Tomorrow, Health Secretary Jeremy 'Bellflinger' Hunt will take the last session of Health questions of this session of Parliament. He will then give a statement to the Commons on the Keogh review.
At such a politically-charged moment, it is always good to cite The Politician's Syllogism from the BBC classic 'Yes, Minister':
1. Something must be done.
2. This is something.
3. Therefore this must be done.
Back in early February this year, Prime Minister David Cameron asked Professor Sir Bruce Keogh to review the quality of care and treatment provided by 14 NHS trusts and NHS foundation trusts that are persistent outliers on mortality indicators for the last two consecutive years on either the summary hospital-level mortality indicator (SHMI) or the hospital standardised mortality ratio (HSMR).
There are strongly-held and conflicting views among statistical experts, health economists and practitioners about the relative merits of SHMIs and HSMRs (here is an excellent article by Paul Taylor in the London Review of Books), but it seems reasonable to conclude that trusts who have spent sustained periods as an outlier on performance merit closer attention.
This would seem to be the responsibility of a quality regulator, and also of an economic regulator tasked with oversight in this area. Hello, CQC. Hello, Monitor.
The politics, the whole politics and nothing but the politics
It seems probable that we will be treated to another bout of the broadly unedifying spectacle of the Labour and Conservative benches engaging in a Mid-Staffs-style shitfight over the review.

Supplied entries:
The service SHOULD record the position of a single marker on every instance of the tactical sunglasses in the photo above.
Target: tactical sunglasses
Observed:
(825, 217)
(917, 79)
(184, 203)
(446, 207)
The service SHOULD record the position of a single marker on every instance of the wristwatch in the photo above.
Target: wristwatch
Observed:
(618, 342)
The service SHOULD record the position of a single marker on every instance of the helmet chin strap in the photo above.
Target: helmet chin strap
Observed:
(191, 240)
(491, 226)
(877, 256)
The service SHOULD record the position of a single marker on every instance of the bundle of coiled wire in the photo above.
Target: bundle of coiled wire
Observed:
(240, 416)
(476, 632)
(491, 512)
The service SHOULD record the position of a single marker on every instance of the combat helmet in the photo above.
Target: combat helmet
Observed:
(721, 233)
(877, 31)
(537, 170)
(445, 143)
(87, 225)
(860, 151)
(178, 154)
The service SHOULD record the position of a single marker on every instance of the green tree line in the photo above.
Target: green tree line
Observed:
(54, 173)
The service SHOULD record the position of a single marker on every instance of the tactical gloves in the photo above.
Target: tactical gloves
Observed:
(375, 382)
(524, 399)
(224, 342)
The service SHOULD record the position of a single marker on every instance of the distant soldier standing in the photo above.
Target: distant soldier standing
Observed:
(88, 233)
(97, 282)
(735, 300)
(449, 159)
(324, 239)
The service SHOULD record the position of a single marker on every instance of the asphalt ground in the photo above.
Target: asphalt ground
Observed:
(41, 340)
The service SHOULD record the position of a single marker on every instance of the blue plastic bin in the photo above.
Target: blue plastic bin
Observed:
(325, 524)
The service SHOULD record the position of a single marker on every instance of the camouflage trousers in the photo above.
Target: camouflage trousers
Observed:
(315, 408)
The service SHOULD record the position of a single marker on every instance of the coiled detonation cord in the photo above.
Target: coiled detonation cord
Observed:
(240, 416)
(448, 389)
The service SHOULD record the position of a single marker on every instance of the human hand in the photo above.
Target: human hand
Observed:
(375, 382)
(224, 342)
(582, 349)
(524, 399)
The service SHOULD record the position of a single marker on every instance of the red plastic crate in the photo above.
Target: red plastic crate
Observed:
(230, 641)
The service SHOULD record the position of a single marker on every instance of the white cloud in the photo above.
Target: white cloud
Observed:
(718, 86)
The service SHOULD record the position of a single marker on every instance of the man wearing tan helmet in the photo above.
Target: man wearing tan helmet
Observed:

To do:
Continue the piece on the Keogh review above, picking up right after its closing sentence about the Labour and Conservative benches.

Exercise response:
There's a existential problem with getting into a shitfight: you're going to get some shit on you by the very act of throwing some at others. You may get a bit more on them than on yourself, but even if so, you end up stinking, shunned and in need of a big shower.
The Conservative line will try to land Labour's target culture (presided over by uber-gripping centraliser Comrade Sir David Nicholson) with the blame.
Labour's Mascara Kid Andy Burnham and team will, in return, will ask what the Coalition health team have been doing about high HSMRs / SHMIs for the past three years in an NHS presided over by, erm, uber-gripping centraliser Comrade Sir David Nicholson.
More specifically, Labour will probably ask what provisions or innovations in the 2012 Health and Social Care Act will be used to deal with the troubled fourteen. What new tools did Andrew Lansley put in the box using the politically capital-intensive Act?
What, in short, is the Secretary of State for Health going to do about this problem?
Jeremy Hunt has shrewdly made a virtue of the bully pulpit bequeathed to him by the 2012 Act, in reinventing his role as the patient's champion. Yet in so doing, Mr Hunt exposes himself to the risk of a public perception that he is (as Norman Lamont memorably bitched about John Major) in office, but not in power.